• _TASK INPUTS_
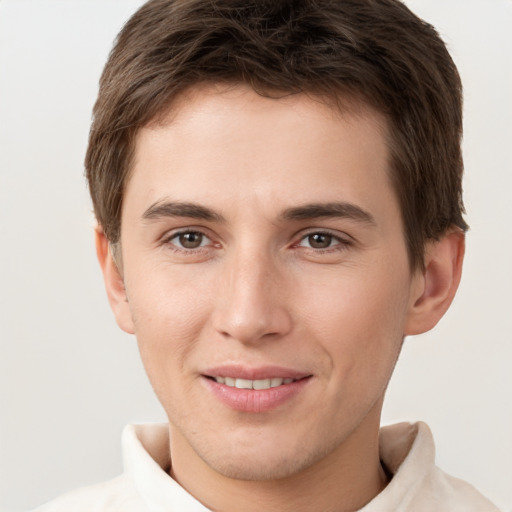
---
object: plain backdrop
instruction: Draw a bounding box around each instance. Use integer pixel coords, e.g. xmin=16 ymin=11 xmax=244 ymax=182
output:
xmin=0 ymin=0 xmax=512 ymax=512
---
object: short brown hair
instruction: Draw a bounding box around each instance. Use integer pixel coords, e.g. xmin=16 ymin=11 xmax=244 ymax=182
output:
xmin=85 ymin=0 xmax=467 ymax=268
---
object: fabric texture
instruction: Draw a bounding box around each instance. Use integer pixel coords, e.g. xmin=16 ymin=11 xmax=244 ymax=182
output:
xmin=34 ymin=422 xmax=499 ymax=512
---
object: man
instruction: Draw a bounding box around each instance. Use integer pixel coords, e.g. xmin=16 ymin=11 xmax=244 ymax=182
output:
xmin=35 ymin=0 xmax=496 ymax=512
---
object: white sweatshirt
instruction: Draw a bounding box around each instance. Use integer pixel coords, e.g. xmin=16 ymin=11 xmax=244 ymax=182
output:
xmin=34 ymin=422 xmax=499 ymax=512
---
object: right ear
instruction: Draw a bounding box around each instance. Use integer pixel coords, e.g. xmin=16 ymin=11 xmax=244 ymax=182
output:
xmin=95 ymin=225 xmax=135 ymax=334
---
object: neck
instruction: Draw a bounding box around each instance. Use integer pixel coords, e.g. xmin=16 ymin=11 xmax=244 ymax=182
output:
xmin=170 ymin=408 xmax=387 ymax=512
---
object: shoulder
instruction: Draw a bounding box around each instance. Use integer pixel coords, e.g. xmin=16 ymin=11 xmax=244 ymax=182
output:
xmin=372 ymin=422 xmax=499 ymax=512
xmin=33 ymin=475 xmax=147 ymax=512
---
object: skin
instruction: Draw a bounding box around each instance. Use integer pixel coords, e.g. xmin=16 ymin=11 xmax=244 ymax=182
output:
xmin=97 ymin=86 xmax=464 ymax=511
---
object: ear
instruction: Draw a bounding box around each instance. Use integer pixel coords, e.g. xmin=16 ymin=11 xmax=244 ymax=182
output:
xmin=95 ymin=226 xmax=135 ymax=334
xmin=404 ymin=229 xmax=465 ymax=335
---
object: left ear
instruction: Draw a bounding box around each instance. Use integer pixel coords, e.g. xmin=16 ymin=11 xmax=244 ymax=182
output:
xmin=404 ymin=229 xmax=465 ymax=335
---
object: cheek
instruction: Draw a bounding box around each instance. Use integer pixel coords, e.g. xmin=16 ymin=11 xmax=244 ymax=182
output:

• _EXERCISE DESCRIPTION_
From the rows above, pull out each line that contains the string "object". Letter case counts.

• _COMPLETED TASK_
object: plain backdrop
object: short brown hair
object: fabric texture
object: man
object: white sweatshirt
object: right ear
object: neck
object: shoulder
object: skin
object: ear
object: left ear
object: cheek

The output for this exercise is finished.